> [TASK TO CARRY OUT] Beginning with the line that contains "Target: thin twig", copy each remaining line of the data below exactly.

> [EXERCISE DATA]

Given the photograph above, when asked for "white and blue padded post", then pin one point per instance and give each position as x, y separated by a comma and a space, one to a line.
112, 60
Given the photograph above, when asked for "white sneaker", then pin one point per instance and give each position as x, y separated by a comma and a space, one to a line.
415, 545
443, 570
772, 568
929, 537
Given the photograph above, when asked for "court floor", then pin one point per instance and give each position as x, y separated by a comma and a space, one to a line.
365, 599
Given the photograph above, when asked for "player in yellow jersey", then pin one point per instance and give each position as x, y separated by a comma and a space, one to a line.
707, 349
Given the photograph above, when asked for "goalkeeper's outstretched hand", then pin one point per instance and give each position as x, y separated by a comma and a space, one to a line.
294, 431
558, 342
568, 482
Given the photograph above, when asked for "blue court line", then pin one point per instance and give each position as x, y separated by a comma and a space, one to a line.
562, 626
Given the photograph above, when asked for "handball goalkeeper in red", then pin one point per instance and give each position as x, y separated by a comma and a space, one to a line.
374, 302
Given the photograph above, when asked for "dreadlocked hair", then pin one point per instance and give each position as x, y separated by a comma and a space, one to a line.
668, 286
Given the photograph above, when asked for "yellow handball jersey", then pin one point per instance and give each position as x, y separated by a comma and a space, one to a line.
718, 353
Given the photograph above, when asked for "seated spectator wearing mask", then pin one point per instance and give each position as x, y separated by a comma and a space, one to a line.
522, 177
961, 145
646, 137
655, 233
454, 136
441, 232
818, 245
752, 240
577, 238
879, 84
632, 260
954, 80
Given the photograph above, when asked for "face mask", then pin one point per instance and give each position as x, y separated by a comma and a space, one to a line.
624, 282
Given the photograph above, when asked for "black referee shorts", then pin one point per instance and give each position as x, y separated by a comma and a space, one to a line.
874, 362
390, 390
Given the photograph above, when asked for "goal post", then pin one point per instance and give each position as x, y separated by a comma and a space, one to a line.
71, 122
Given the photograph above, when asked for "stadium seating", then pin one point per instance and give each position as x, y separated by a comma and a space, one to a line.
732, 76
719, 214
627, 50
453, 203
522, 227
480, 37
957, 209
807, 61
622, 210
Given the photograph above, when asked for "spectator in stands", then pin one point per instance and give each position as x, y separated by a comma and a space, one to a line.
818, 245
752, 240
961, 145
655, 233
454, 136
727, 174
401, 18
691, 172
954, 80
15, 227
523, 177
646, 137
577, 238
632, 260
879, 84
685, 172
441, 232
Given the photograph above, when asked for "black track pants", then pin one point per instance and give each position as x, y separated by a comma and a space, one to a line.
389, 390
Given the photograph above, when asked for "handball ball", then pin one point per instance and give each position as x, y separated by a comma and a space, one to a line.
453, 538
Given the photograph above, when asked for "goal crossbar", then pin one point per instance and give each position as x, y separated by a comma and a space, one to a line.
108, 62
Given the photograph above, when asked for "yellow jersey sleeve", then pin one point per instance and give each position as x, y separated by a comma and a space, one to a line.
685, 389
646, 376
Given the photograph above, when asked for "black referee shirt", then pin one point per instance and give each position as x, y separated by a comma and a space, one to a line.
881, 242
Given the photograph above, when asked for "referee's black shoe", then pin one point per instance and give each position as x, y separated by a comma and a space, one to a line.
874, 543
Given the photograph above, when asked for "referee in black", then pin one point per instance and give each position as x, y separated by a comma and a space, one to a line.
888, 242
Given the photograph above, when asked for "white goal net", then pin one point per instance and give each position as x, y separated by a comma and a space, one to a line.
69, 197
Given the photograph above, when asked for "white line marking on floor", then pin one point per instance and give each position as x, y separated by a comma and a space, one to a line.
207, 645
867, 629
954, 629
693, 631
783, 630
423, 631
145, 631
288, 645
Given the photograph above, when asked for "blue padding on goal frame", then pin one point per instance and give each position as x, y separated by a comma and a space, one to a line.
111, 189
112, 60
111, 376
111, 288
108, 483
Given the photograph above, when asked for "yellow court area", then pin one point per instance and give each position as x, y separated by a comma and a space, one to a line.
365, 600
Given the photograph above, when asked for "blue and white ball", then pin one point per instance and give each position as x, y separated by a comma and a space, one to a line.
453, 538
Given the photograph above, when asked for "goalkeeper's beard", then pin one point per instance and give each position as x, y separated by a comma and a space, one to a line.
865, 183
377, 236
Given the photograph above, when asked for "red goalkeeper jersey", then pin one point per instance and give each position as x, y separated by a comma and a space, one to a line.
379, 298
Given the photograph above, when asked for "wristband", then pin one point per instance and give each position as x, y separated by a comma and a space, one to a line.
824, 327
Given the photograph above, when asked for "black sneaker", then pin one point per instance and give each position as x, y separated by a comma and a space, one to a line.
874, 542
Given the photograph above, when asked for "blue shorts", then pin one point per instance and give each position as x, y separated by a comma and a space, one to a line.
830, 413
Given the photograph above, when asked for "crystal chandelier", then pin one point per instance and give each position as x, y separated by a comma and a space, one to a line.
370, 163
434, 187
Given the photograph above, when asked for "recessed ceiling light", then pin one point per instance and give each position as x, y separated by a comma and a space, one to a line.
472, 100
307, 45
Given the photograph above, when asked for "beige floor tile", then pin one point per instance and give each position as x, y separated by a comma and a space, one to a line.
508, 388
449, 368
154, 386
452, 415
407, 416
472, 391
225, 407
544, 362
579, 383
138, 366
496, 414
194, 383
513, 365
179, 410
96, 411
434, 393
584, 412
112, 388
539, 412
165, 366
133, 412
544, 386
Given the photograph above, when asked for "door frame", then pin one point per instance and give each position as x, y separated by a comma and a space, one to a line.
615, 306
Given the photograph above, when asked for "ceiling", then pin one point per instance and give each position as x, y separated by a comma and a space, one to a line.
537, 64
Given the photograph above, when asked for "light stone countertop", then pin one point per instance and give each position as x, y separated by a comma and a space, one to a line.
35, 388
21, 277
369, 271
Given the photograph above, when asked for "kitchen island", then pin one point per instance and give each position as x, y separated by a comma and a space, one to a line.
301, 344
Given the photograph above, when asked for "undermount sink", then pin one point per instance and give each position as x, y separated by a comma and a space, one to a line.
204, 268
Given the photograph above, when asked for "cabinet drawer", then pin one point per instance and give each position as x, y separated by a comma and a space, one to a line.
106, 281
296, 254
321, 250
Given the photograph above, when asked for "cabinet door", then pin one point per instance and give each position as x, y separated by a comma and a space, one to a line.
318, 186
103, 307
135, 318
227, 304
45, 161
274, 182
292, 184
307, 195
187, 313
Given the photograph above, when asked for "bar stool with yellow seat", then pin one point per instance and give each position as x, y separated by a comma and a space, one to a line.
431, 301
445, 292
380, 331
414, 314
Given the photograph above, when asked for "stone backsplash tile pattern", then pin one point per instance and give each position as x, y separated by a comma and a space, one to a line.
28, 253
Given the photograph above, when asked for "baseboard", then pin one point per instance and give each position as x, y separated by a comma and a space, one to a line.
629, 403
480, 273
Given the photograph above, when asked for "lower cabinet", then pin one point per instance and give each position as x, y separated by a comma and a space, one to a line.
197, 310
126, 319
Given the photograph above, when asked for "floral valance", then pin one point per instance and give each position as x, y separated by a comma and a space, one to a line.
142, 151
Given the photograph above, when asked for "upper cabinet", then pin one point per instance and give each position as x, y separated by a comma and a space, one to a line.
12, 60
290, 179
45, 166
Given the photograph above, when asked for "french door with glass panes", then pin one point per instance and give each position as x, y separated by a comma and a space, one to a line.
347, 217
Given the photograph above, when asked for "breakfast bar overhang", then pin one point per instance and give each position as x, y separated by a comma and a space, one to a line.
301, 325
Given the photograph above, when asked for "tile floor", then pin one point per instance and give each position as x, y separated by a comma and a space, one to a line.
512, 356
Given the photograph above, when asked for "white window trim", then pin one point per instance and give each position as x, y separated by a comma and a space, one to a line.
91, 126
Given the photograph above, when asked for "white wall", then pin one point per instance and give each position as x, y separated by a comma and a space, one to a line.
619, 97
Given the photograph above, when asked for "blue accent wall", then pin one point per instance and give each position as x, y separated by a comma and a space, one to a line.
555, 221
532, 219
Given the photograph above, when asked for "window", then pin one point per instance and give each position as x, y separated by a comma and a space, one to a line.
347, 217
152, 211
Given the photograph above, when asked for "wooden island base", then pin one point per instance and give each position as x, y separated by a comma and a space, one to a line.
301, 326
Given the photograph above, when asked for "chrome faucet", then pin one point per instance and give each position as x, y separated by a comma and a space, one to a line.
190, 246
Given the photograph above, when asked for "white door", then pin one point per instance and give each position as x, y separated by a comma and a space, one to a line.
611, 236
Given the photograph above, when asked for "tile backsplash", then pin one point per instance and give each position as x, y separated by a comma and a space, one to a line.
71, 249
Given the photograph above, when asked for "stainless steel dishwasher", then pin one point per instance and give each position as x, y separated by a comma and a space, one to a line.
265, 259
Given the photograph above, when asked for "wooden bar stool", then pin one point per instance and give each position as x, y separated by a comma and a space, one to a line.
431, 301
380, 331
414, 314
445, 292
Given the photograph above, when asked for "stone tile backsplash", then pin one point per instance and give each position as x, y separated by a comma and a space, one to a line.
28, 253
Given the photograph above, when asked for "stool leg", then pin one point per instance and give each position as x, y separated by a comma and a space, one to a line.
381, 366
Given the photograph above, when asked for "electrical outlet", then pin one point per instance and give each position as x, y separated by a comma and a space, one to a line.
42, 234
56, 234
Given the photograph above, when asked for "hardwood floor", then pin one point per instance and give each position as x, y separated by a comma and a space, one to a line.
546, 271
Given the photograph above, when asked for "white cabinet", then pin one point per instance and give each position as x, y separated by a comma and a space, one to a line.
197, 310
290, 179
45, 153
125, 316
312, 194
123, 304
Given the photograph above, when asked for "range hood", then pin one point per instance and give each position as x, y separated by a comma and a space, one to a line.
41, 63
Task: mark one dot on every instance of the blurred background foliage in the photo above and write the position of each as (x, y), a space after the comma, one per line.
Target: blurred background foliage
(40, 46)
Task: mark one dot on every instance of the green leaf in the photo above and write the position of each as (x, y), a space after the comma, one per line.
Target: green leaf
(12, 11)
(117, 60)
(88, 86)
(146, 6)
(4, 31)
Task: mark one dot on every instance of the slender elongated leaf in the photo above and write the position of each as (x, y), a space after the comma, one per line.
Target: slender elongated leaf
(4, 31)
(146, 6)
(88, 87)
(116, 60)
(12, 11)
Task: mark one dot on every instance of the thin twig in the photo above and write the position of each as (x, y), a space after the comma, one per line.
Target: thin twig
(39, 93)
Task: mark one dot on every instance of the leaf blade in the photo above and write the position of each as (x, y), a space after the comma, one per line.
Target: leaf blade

> [EXERCISE SOLUTION]
Target: thin twig
(39, 93)
Task: mark one dot on every instance of the leaf blade in the photo above and write the position of each as (x, y), a space after the comma, one per line.
Target: leaf blade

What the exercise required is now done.